Raw records
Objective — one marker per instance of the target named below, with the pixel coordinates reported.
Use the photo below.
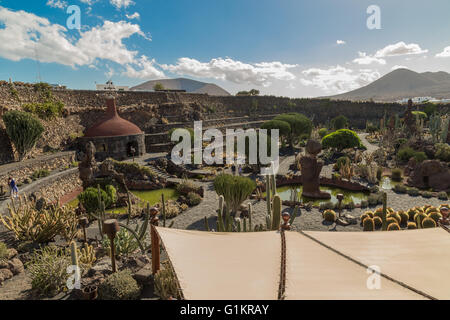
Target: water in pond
(357, 197)
(152, 197)
(387, 184)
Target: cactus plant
(393, 227)
(329, 215)
(428, 223)
(412, 225)
(435, 216)
(378, 222)
(368, 224)
(276, 212)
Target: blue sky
(281, 47)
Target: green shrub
(378, 222)
(342, 161)
(397, 174)
(194, 199)
(428, 223)
(393, 227)
(40, 174)
(414, 192)
(341, 139)
(400, 188)
(340, 122)
(47, 268)
(427, 194)
(234, 189)
(124, 243)
(442, 195)
(119, 286)
(327, 206)
(368, 224)
(23, 129)
(89, 198)
(323, 132)
(420, 156)
(374, 199)
(443, 152)
(364, 204)
(166, 284)
(329, 215)
(300, 125)
(45, 110)
(3, 251)
(406, 153)
(412, 225)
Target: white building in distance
(110, 86)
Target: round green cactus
(412, 225)
(428, 223)
(393, 227)
(368, 224)
(435, 216)
(378, 222)
(329, 215)
(403, 216)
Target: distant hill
(189, 85)
(400, 84)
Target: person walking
(14, 191)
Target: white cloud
(135, 15)
(398, 67)
(399, 49)
(147, 69)
(365, 59)
(26, 36)
(57, 4)
(235, 71)
(121, 3)
(338, 79)
(445, 53)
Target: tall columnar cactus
(276, 212)
(444, 133)
(163, 209)
(268, 204)
(384, 214)
(435, 127)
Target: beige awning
(224, 266)
(418, 258)
(315, 272)
(318, 265)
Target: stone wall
(21, 171)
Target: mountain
(400, 84)
(189, 85)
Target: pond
(387, 184)
(357, 197)
(152, 197)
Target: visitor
(14, 191)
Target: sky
(281, 47)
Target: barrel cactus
(435, 216)
(393, 227)
(378, 222)
(428, 223)
(329, 215)
(412, 225)
(396, 216)
(368, 224)
(403, 216)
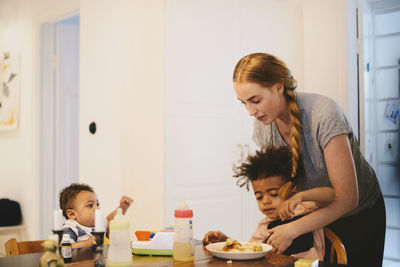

Written problem
Collect every line in the material above that contains the word "cactus" and copy each one out.

Finished answer
Target: cactus plant
Target: round green cactus
Target: tall columnar cactus
Target: barrel cactus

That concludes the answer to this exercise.